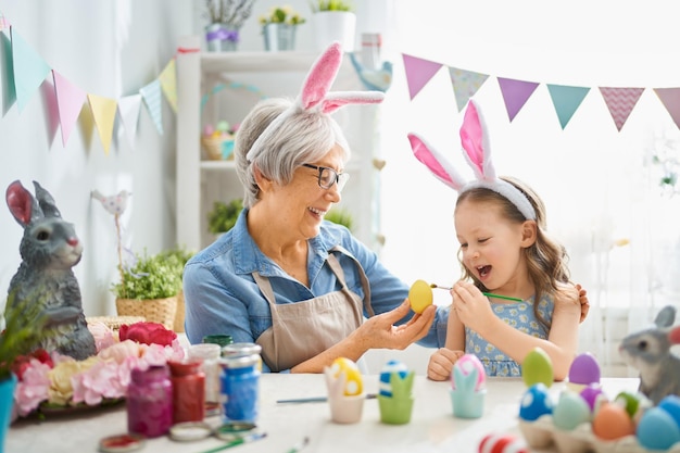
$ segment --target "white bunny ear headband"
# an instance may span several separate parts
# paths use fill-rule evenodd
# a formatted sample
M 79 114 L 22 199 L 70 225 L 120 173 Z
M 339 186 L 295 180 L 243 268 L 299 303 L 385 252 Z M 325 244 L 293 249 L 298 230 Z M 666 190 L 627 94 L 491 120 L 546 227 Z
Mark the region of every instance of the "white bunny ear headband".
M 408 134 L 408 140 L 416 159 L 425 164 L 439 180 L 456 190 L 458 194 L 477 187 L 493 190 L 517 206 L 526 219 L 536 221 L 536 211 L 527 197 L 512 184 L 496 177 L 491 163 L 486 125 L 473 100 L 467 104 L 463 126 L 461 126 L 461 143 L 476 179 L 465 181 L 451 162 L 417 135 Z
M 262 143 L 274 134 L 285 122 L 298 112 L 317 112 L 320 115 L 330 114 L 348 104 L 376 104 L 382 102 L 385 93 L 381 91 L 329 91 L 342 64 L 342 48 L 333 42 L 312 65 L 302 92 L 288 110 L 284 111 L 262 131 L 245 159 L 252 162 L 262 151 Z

| Written task |
Render all of the rows above as a numbered list, skipping any blank lines and leaving out the pictures.

| Reply to the exercise |
1. $ segment --target "white bunny ear headband"
2. # an instance may span several separate parts
3. # paths use fill-rule evenodd
4. # a formatted sample
5. M 79 114 L 22 199 L 70 225 L 120 173 Z
6. M 339 186 L 295 180 L 243 268 L 299 303 L 385 252 Z M 325 244 L 293 249 L 298 230 Z M 666 190 L 627 94 L 491 120 L 546 227 Z
7. Mark the region of every instance of the "white bunny ear headband".
8. M 408 134 L 408 140 L 416 159 L 425 164 L 439 180 L 456 190 L 458 194 L 477 187 L 493 190 L 517 206 L 526 219 L 536 221 L 536 211 L 527 197 L 512 184 L 496 177 L 491 163 L 486 125 L 473 100 L 467 104 L 463 126 L 461 126 L 461 143 L 476 179 L 465 181 L 451 162 L 417 135 Z
9. M 262 143 L 274 134 L 285 122 L 298 112 L 317 112 L 320 115 L 330 114 L 348 104 L 376 104 L 382 102 L 385 93 L 381 91 L 329 91 L 342 64 L 342 48 L 333 42 L 312 65 L 302 92 L 288 110 L 284 111 L 262 131 L 245 159 L 252 162 L 262 151 Z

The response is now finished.